**TASK SET:**
a) From the news article about Chanequa Campbell, reproduce verbatim the passage that begins with the words containing "What was supposed" and ends with "than a decade.".
b) Answer these questions from the news article about Chanequa Campbell:
(i) What was the name of the preparatory school Campbell attended?
(ii) What was Campbell's major at Harvard?
(iii) On what date did the crime at her dormitory take place?

**TEXT EXCERPT:**
+++++
Long climb and fast fall for Harvard student
By Tracy Jan and Keith O'Brien
NEW YORK - She was a young woman from the toughest of neighborhoods when Chanequa Campbell stood in the opulent ballroom of the Waldorf Astoria Hotel and gave a speech about her past and her future, bringing the moneyed crowd to its feet in prolonged applause.
Campbell had benefited greatly from the largesse of the people in the room. They had funded the program that brought her from the grimy streets of Bedford-Stuyvesant to an elite prep school called The Packer Collegiate Institute. They listened intently to a young woman who was bound for Harvard University that fall, the consummate success story. Some in the room were sure they would be hearing about her accomplishments again.
"She was extremely eloquent, talking about living in two worlds: the world where she actually physically resided and the place where she went to school, and how she was sort of crossing the divide," said Bruce Dennis, the head of school at the Packer. "I remember being very moved by it, and I remember 1,000 people standing up and applauding her."
Four years later, they are hearing about Chanequa Campbell again - to their universal dismay.
With but a couple of weeks until her graduation from Harvard, Campbell's old world invaded her new one. A suspected drug dealer was shot inside the doorway of her quiet dormitory and died the next day. A suspect, believed by authorities to be a thief from Harlem looking to steal $1,000 cash and a pound of marijuana, was charged with murder. And Campbell was barred from Thursday's graduation as the district attorney linked two Harvard women to the suspect and the victim, saying, "The common denominator between those four people is drugs."
What was supposed to be a remarkable success story is devolving into a tragic sideshow of potential derailed. Gone for the moment are not only her dreams, but the dreams of dozens of others who have lifted Campbell up for more than a decade.
Try as she may to escape the problems of her old neighborhood, the elements of the May 18 crime - guns, drugs, and murder - are straight out of Bed-Stuy.
Campbell, a 21-year-old sociology major, responded to her ouster by going on the offensive, lashing out at the school that has supported her financially for the last four years and saying that she has been targeted because she is black and poor. And in a Globe interview on May 25, one week after the murder, Campbell maintained her innocence, saying she did not know the alleged drug dealer who was killed.
+++++
**RECORDED DATA:**
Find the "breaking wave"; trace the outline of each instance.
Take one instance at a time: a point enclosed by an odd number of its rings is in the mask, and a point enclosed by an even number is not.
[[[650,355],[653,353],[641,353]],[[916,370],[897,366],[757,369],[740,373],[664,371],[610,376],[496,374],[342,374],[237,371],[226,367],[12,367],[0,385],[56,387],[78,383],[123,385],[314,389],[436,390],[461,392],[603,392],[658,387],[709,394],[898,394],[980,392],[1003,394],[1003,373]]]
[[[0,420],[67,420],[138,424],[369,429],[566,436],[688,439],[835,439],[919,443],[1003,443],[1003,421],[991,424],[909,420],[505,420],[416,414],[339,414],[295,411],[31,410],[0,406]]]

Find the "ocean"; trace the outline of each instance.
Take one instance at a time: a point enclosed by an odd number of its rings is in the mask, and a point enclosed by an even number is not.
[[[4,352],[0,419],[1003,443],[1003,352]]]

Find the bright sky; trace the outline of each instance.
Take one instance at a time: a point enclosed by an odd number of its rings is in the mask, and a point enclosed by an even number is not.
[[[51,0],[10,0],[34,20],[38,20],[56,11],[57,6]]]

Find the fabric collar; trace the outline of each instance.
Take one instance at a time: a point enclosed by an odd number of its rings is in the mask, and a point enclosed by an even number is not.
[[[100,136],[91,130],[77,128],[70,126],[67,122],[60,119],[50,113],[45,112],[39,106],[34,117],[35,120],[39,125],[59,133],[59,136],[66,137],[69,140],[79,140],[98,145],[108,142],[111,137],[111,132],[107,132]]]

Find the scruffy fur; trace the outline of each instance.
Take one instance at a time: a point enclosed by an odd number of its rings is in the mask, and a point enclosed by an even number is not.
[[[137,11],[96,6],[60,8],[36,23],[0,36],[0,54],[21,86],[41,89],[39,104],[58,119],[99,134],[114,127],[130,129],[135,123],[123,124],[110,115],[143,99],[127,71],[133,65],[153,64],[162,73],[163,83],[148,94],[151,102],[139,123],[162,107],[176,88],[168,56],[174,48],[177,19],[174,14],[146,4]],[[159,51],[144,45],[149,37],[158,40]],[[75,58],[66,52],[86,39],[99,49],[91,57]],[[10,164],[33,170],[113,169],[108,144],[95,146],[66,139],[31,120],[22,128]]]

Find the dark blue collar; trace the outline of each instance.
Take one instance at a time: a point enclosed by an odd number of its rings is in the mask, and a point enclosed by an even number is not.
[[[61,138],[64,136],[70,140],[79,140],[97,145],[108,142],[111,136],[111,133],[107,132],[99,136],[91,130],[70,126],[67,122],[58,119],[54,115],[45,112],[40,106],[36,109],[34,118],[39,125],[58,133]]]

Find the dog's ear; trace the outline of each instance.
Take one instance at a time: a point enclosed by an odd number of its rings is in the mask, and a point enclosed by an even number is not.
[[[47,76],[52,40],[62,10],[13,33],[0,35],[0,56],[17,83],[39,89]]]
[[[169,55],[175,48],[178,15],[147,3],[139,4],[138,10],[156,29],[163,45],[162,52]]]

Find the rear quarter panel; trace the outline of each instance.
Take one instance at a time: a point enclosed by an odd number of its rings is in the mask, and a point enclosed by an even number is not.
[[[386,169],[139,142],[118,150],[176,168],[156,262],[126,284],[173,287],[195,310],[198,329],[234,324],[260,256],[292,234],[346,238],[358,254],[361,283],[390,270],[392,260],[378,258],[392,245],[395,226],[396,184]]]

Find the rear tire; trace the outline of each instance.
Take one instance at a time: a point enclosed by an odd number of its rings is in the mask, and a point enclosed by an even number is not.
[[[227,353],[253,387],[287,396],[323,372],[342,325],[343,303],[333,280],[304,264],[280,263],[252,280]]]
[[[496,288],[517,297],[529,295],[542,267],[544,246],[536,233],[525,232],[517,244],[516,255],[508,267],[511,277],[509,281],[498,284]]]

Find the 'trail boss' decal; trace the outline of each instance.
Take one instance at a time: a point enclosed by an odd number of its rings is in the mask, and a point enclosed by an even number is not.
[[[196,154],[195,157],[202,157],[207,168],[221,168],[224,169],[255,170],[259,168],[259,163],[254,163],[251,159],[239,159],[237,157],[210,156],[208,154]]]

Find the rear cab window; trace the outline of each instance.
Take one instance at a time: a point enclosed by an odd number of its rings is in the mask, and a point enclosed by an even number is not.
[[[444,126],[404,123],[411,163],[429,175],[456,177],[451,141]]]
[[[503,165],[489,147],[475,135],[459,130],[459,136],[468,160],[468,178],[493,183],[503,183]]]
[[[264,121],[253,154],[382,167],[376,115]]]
+++++
**TASK SOLUTIONS:**
a)
What was supposed to be a remarkable success story is devolving into a tragic sideshow of potential derailed. Gone for the moment are not only her dreams, but the dreams of dozens of others who have lifted Campbell up for more than a decade.

b)
(i) The Packer Collegiate Institute
(ii) Sociology
(iii) May 18